(SUPPLIED ENTRIES):
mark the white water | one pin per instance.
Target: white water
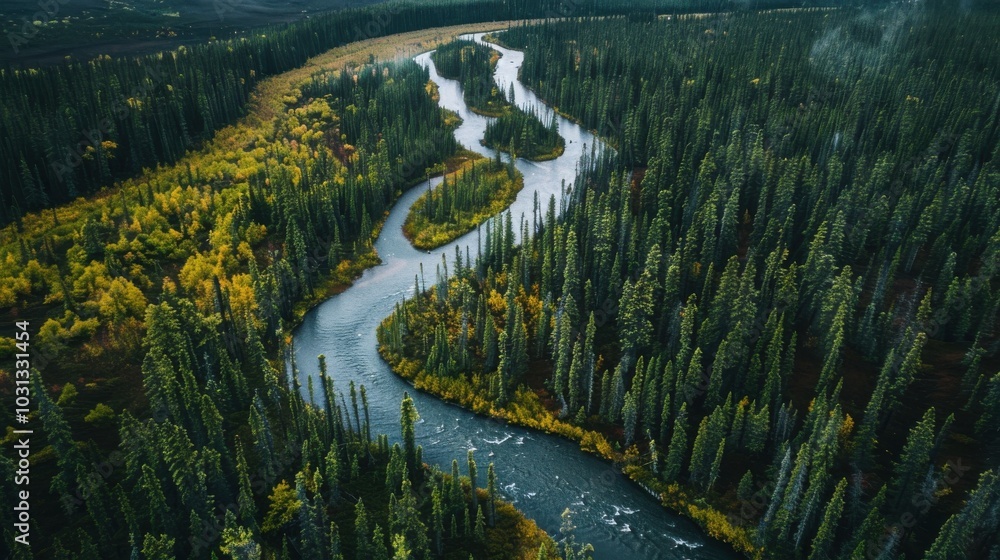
(542, 474)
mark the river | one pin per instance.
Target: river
(541, 474)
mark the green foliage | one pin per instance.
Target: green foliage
(101, 414)
(759, 249)
(523, 134)
(464, 199)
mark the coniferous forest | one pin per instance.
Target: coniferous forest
(777, 297)
(770, 297)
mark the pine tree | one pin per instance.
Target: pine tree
(828, 527)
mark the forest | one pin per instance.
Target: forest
(513, 130)
(168, 426)
(522, 134)
(68, 129)
(465, 198)
(775, 301)
(772, 301)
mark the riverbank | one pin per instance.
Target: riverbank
(526, 409)
(428, 227)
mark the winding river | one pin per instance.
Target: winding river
(542, 474)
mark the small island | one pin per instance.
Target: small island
(465, 198)
(522, 134)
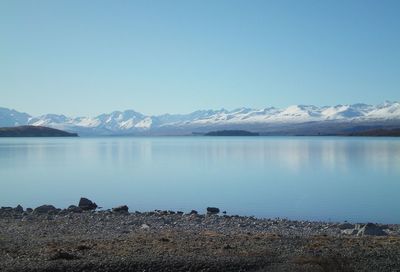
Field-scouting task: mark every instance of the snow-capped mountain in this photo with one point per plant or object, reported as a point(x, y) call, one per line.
point(267, 119)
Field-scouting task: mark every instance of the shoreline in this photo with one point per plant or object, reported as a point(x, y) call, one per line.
point(80, 238)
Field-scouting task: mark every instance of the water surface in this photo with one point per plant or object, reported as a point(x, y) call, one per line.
point(317, 178)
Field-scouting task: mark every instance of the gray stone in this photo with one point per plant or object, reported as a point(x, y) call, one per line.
point(144, 226)
point(19, 209)
point(123, 208)
point(346, 226)
point(74, 209)
point(86, 204)
point(371, 229)
point(350, 231)
point(212, 210)
point(44, 209)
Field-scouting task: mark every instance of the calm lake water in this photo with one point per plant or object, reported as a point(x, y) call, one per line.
point(318, 178)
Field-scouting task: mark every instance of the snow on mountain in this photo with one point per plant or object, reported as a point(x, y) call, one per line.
point(129, 121)
point(11, 118)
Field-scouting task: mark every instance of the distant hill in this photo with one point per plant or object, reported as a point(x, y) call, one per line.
point(378, 133)
point(231, 133)
point(294, 120)
point(34, 131)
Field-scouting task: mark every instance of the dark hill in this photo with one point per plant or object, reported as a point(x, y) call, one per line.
point(378, 133)
point(231, 133)
point(34, 131)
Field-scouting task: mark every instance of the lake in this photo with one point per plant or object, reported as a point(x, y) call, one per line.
point(313, 178)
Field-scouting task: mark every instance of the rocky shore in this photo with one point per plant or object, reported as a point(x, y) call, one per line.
point(82, 238)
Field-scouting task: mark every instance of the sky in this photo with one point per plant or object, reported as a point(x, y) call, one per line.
point(90, 57)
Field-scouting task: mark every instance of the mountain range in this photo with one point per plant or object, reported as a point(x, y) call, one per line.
point(293, 120)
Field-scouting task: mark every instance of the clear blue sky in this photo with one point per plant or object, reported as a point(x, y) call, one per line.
point(89, 57)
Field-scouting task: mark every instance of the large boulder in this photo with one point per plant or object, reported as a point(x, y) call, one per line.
point(86, 204)
point(45, 209)
point(371, 229)
point(74, 209)
point(212, 210)
point(121, 209)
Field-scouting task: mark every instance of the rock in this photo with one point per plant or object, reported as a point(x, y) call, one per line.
point(144, 226)
point(349, 231)
point(62, 255)
point(123, 208)
point(44, 209)
point(19, 209)
point(74, 209)
point(86, 204)
point(371, 229)
point(345, 226)
point(212, 210)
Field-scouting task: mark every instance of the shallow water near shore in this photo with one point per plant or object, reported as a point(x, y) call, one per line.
point(313, 178)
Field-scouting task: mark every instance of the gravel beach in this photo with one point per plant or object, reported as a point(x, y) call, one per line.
point(82, 239)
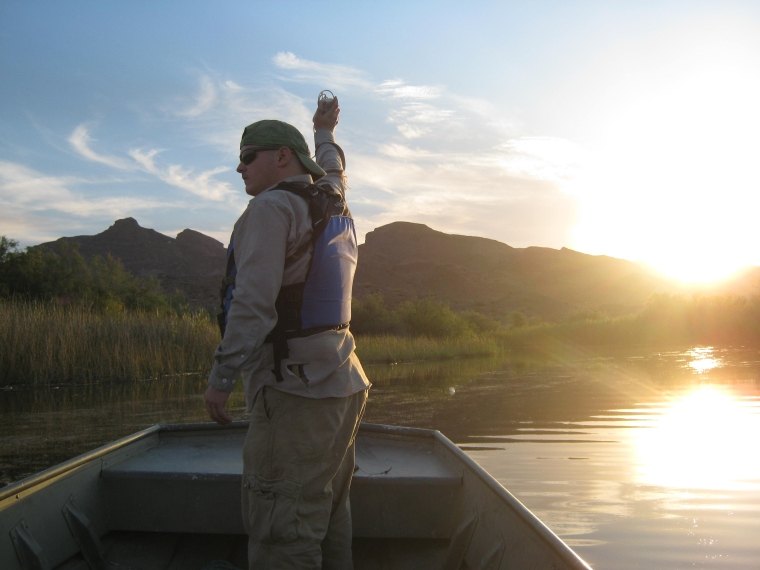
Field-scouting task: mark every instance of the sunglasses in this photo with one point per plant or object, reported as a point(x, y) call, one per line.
point(249, 156)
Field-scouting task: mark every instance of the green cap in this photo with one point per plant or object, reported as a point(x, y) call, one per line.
point(274, 134)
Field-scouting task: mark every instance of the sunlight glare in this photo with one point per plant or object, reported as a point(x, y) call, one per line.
point(702, 360)
point(703, 440)
point(672, 183)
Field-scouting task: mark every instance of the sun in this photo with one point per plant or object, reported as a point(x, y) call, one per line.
point(671, 179)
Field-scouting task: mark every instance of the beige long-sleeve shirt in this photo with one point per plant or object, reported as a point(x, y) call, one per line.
point(272, 244)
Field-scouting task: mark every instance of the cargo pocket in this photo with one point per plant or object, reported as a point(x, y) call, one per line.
point(272, 509)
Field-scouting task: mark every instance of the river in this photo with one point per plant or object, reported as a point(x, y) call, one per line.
point(641, 460)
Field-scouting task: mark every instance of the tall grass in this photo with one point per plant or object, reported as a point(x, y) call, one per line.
point(47, 343)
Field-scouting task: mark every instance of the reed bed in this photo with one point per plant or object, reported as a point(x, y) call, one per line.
point(44, 343)
point(48, 343)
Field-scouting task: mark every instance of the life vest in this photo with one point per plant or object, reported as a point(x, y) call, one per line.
point(323, 301)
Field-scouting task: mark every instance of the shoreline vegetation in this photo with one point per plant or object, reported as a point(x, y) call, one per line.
point(52, 343)
point(65, 320)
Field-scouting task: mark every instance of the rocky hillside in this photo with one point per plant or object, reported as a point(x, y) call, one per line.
point(191, 263)
point(404, 261)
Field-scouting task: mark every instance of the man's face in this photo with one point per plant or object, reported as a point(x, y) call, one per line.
point(258, 167)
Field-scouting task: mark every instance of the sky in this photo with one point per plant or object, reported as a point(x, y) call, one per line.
point(628, 128)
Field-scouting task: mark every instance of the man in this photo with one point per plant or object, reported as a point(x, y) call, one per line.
point(306, 404)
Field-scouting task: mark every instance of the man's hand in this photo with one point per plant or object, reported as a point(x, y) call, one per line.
point(326, 115)
point(216, 400)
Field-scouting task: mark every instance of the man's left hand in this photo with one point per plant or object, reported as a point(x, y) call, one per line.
point(216, 402)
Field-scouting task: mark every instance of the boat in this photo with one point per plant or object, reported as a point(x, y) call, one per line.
point(168, 497)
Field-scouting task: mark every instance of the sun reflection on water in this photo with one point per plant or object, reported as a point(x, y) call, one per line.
point(703, 360)
point(701, 440)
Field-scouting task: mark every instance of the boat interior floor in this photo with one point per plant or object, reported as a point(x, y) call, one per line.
point(166, 551)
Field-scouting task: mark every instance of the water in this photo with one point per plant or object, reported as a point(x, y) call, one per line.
point(645, 461)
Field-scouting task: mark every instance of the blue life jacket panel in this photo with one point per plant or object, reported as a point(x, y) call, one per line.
point(323, 301)
point(327, 290)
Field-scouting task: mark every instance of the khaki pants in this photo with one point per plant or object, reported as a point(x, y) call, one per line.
point(298, 460)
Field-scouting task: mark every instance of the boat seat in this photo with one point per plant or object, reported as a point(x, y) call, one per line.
point(187, 483)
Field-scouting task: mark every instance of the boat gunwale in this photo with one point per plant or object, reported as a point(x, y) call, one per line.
point(55, 471)
point(567, 554)
point(553, 541)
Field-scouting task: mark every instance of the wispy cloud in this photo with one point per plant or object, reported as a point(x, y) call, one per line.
point(81, 141)
point(308, 71)
point(202, 184)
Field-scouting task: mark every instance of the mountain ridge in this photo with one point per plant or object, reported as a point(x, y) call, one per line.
point(405, 260)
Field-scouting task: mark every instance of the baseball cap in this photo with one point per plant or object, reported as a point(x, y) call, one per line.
point(274, 134)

(SHORT PROBLEM): Can you print all of the data above again, word for word, leaving out the pictures?

(WORKED SOLUTION):
mark the white water | one pin per instance.
Target: white water
(542, 474)
mark the river | one pin per instance.
Target: river
(541, 474)
mark the green foliage | one pin per instance.
Target: green foliage
(101, 414)
(759, 249)
(523, 134)
(464, 199)
mark the coniferous forest | one pin per instance.
Target: coniferous forest
(777, 297)
(770, 297)
mark the pine tree | one pin per instance.
Target: pine tree
(828, 527)
mark the forest | one pin per instance.
Target: forest
(513, 130)
(168, 426)
(522, 134)
(68, 129)
(465, 198)
(775, 301)
(772, 301)
mark the riverbank | one pin per instance.
Target: riverbank
(526, 409)
(428, 227)
mark the winding river | one pin per instance.
Target: winding river
(542, 474)
mark the small island | one pin per instance.
Target: small island
(465, 198)
(522, 134)
Field-scouting task: mark every instance of the snow-capped mountain in this photo with one point per plant or object, reported as a point(x, y) call, one per line.
point(267, 119)
Field-scouting task: mark every instance of the shoreline in this photo with one point per plant or object, reported as a point(x, y) call, one per line.
point(80, 238)
Field-scouting task: mark every instance of the water surface in this photo with one point per plant or object, reported as a point(x, y) call, one per line.
point(317, 178)
Field-scouting task: mark every instance of the gray stone in this photo with one point per plant or object, reported as a point(x, y) call, one per line.
point(144, 226)
point(19, 209)
point(123, 208)
point(346, 226)
point(74, 209)
point(86, 204)
point(371, 229)
point(350, 231)
point(212, 210)
point(44, 209)
Field-scouting task: mark every instance of the calm lake water in this photo with one point per plant or object, reported as a point(x, y) call, one per line.
point(318, 178)
Field-scouting task: mark every instance of the snow on mountain in this photo with one point per plant or object, reported as a point(x, y) call, one per line.
point(129, 121)
point(11, 118)
Field-scouting task: mark every instance of the distant hill in this photo with one point per plant or object, reported as a point(x, y) call, one per line.
point(378, 133)
point(231, 133)
point(294, 120)
point(34, 131)
Field-scouting task: mark every instance of the dark hill in this photo with one point per plant or object, reported as a point(x, y) call, one per line.
point(378, 133)
point(231, 133)
point(34, 131)
Field-scouting task: mark every instance of the lake in this photo with one point per plant or object, reported as a point(x, y) call, one per line.
point(313, 178)
Field-scouting task: mark every instance of the rocky shore in this photo with one point per plant or object, reported as a point(x, y) call, one per line.
point(82, 238)
Field-scouting task: mark every instance of the sky in this photo with one point per plant or object, reported as a point(x, y) call, one per line.
point(90, 57)
Field-scouting task: mark every instance of the mountain range in this photo with one point per plant or object, reported as a point(x, y) call, one per line.
point(293, 120)
Field-scouting task: mark every instance of the clear blue sky in this photo with one point per plant or object, reported as a point(x, y) call, one per line.
point(89, 57)
Field-scouting task: mark every instance of the large boulder in this photo with one point per plant or object, reported as a point(x, y) call, one per line.
point(86, 204)
point(45, 209)
point(371, 229)
point(74, 209)
point(212, 210)
point(121, 209)
Field-scouting task: mark every instance of the rock in this photo with one point per plant or object, reported as a point(x, y) call, one per line.
point(144, 226)
point(349, 231)
point(62, 255)
point(123, 208)
point(44, 209)
point(19, 209)
point(74, 209)
point(86, 204)
point(371, 229)
point(345, 226)
point(212, 210)
Field-scouting task: mark every instance of the shallow water near shore in this photo with one point per plant or object, reported as a point(x, y) call, one per line.
point(313, 178)
Field-scouting task: mark every instance of the gravel beach in this photo with one point per plant or object, reported as a point(x, y) call, one per line.
point(82, 239)
Field-scouting task: mark every instance of the sunglasses in this photo with one point per plant or object, reported as a point(x, y) call, one per line.
point(249, 156)
Field-scouting task: mark every instance of the green cap in this photo with one point per plant or object, reported as a point(x, y) call, one per line.
point(274, 134)
Field-scouting task: mark every instance of the sunlight glare in this photo with one point per plant or object, reported as a point(x, y) call, one per line.
point(702, 360)
point(703, 440)
point(672, 183)
Field-scouting task: mark every instance of the sun in this photo with one point per plant or object, reported as a point(x, y) call, one per line.
point(671, 179)
Field-scouting task: mark every instance of the beige long-sleeve shirt in this photo with one point per plant or object, reported as a point(x, y) call, one per line.
point(272, 244)
Field-scouting task: mark every instance of the cargo pocket in this photo with one point per plant or object, reported as a point(x, y) call, one per line.
point(272, 509)
Field-scouting task: mark every instance of the river in this photo with one point per plant or object, reported as a point(x, y) call, one per line.
point(641, 460)
Field-scouting task: mark every instance of the tall grass in this photo with one point per plant or object, reported as a point(x, y) call, one per line.
point(47, 343)
Field-scouting task: mark every instance of the reed bed in this photo with one point per plant or object, reported as a point(x, y) call, one per line.
point(44, 343)
point(48, 343)
Field-scouting task: mark every instance of the life vest in this photo with one point per plant or object, reported as a point(x, y) call, one per line.
point(323, 301)
Field-scouting task: mark every instance of the shoreline vegetation in this photo with one point per plant or object, reported as a point(x, y) call, one per line.
point(52, 343)
point(65, 320)
Field-scouting task: mark every instance of the rocky hillside in this photo with one point per plant or object, reported as a point(x, y) call, one per line.
point(191, 263)
point(404, 261)
Field-scouting task: mark every instance of the man's face in this photo with one point per plant or object, reported as a point(x, y) call, one per line.
point(258, 167)
Field-scouting task: mark every instance of the sky in this photo with one point per plant or object, reported as a point(x, y) call, one per line.
point(628, 128)
Field-scouting task: mark every instance of the man in this photo with one point per plant or object, reported as a point(x, y) call, one per line.
point(306, 404)
Field-scouting task: mark every instance of the man's hand in this photo with one point per plant or object, reported as a point(x, y) call, one per line.
point(326, 115)
point(216, 400)
Field-scouting task: mark every instance of the man's left hand in this photo with one point per plant or object, reported as a point(x, y) call, one per line.
point(216, 402)
Field-scouting task: mark every instance of the boat in this photo with one point per plant or object, reported as a point(x, y) call, one per line.
point(168, 497)
Field-scouting task: mark every instance of the sun reflection on water in this photo with one point per plant or object, reported as a point(x, y) call, one per line.
point(703, 360)
point(701, 440)
Field-scouting task: mark every instance of the boat interior floor in this photo with one point per plant or object, reported as a point(x, y) call, one per line.
point(166, 551)
Field-scouting task: mark every instance of the water in this photo with one point per plant or object, reported as a point(x, y) call, one per line.
point(645, 461)
Field-scouting task: mark every instance of the blue life jacket panel in this photo with one point per plant or object, reported as a point(x, y) call, one per line.
point(323, 301)
point(327, 290)
Field-scouting task: mark every instance of the khaki pants in this photo with one point per plant or object, reported as a point(x, y) call, one per line.
point(298, 460)
Field-scouting task: mark every instance of the boat seat in this photo with one point per plant or object, reported as a point(x, y) call, one per line.
point(187, 483)
Field-scouting task: mark every instance of the boat gunwale in this photo with one point per plant or object, reported as a point(x, y) call, one per line.
point(55, 471)
point(567, 554)
point(553, 541)
Field-scouting task: mark every instance of the wispy cloud in this photo with one point per plant or object, reported as a point(x, y) call, one per line.
point(81, 141)
point(308, 71)
point(202, 184)
Field-scouting task: mark every instance of the mountain ridge in this photo with one point per plant or object, reported as a point(x, y) call, one per line.
point(405, 260)
Field-scouting task: mark every instance of the baseball cap in this photo with one point per plant or object, reported as a point(x, y) call, one per line.
point(274, 134)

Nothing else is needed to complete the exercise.